#### Trecho de origem

O Brasil lhe parece um modelo?

Não sei se essas lutas podem se dar de modo igual em diferentes lugares. Não creio que sua política seja um modelo. Mas, esses dias eu me perguntava sobre a ênfase do discurso oficial argentino a respeito da batalha contra o grupo Clarín. Lula precisou enfrentar o enorme poder da televisão brasileira e não fundou um só diário, preferindo apoiar-se na capacidade de intervir sobre outros setores, sustentado em uma politização das bases por meio dos grandes movimentos, como o MST e os movimentos de favelados que foram extremamente importantes. A situação argentina não parece contar hoje com uma capacidade de recriar movimentos sociais dessa magnitude, ainda que eu tenha muitas dúvidas a esse respeito. De toda a maneira, me parece que o problema da democracia se mostra com toda clareza na América Latina, isto é, que ela já não pode ser pensada como um território periférico, pois em muitos aspectos constitui um cenário central para todos nós.

O extrativismo convive em boa parte da América Latina com uma retórica contrária ao neoliberalismo, mesmo que não haja uma série de práticas sociais que funcionam segundo lógicas de apropriação neoliberais. Como avalia essa defasagem?

A mim parece que quando o Estado se pronuncia contra o neoliberalismo, ele mente. Existe toda uma série de acordos específicos com multinacionais. É um pouco o que aconteceu aqui (na Argentina) no momento da crise do campo. Dentro do marco no qual surgem esses acordos, atuam as empresas nacionais e os empreendimentos cooperativos imersos na lógica capitalista. Esses governos estão contra o neoliberalismo? Talvez seja melhor dizer: estão contra as extremas consequências do neoliberalismo, que são aquelas que buscam anular o welfare. Mas essas são apenas as consequências extremas.

Podemos pensar que é o capital financeiro, enquanto tal, que funciona de um modo parasitário em relação à produção de valor do conjunto da sociedade?

########
#### Conteúdo dos dados

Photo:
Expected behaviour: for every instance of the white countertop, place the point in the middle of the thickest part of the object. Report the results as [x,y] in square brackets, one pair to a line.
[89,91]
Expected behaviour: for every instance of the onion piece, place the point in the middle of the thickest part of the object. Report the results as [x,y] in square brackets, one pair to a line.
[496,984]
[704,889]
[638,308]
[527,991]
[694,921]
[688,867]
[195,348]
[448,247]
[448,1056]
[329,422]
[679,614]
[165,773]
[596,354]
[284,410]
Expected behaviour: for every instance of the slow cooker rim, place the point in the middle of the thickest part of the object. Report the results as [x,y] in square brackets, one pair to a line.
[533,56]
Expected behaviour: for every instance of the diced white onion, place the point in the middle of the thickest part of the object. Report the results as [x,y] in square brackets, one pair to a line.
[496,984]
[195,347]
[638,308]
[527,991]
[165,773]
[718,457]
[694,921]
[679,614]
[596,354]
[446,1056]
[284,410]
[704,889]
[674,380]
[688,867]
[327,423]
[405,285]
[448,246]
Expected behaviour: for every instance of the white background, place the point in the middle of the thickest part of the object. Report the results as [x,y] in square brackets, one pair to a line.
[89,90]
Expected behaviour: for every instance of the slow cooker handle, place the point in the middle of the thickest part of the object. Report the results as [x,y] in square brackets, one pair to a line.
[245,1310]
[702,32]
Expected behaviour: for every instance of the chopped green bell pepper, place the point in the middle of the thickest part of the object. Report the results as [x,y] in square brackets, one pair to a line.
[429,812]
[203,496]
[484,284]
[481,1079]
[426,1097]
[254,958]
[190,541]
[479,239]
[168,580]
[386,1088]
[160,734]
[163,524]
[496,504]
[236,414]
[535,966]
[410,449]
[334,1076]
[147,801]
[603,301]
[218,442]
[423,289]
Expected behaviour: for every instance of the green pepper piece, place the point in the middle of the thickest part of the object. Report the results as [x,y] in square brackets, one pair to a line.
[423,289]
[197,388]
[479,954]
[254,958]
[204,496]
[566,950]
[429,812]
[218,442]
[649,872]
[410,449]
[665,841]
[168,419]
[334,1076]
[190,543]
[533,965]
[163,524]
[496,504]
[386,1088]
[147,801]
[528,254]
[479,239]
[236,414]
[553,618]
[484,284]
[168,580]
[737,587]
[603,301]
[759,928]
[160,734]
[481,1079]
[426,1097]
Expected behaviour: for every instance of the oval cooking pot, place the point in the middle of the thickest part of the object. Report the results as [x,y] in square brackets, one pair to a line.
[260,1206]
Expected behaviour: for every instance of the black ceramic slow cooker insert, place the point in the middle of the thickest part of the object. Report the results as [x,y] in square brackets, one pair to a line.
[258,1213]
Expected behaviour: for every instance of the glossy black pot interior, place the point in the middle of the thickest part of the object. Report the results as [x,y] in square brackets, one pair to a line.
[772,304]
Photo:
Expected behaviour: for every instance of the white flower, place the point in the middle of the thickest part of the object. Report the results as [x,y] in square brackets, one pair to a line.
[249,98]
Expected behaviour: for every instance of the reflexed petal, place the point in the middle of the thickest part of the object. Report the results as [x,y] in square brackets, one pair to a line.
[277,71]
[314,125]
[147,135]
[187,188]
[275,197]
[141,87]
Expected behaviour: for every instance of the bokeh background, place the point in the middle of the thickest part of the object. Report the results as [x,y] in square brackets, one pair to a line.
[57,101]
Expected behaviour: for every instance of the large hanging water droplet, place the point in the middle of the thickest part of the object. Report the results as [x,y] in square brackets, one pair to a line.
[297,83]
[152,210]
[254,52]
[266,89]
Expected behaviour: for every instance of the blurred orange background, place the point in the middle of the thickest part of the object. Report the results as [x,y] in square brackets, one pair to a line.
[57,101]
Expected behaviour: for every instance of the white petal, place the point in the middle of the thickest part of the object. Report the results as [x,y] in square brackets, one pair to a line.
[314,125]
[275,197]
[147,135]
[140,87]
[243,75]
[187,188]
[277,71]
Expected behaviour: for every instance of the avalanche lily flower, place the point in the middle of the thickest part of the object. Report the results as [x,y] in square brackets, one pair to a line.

########

- Sobre a tarefa:
Pode editar o trecho sobre a América Latina desde "O extrativismo convive" até "as consequências extremas.", inclusive, substituindo "multinacionais" por "corporações transnacionais" e apresentando essa parte com a troca feita? As entradas não são necessárias para isto.

- Tarefa concluída:
O extrativismo convive em boa parte da América Latina com uma retórica contrária ao neoliberalismo, mesmo que não haja uma série de práticas sociais que funcionam segundo lógicas de apropriação neoliberais. Como avalia essa defasagem?

A mim parece que quando o Estado se pronuncia contra o neoliberalismo, ele mente. Existe toda uma série de acordos específicos com corporações transnacionais. É um pouco o que aconteceu aqui (na Argentina) no momento da crise do campo. Dentro do marco no qual surgem esses acordos, atuam as empresas nacionais e os empreendimentos cooperativos imersos na lógica capitalista. Esses governos estão contra o neoliberalismo? Talvez seja melhor dizer: estão contra as extremas consequências do neoliberalismo, que são aquelas que buscam anular o welfare. Mas essas são apenas as consequências extremas.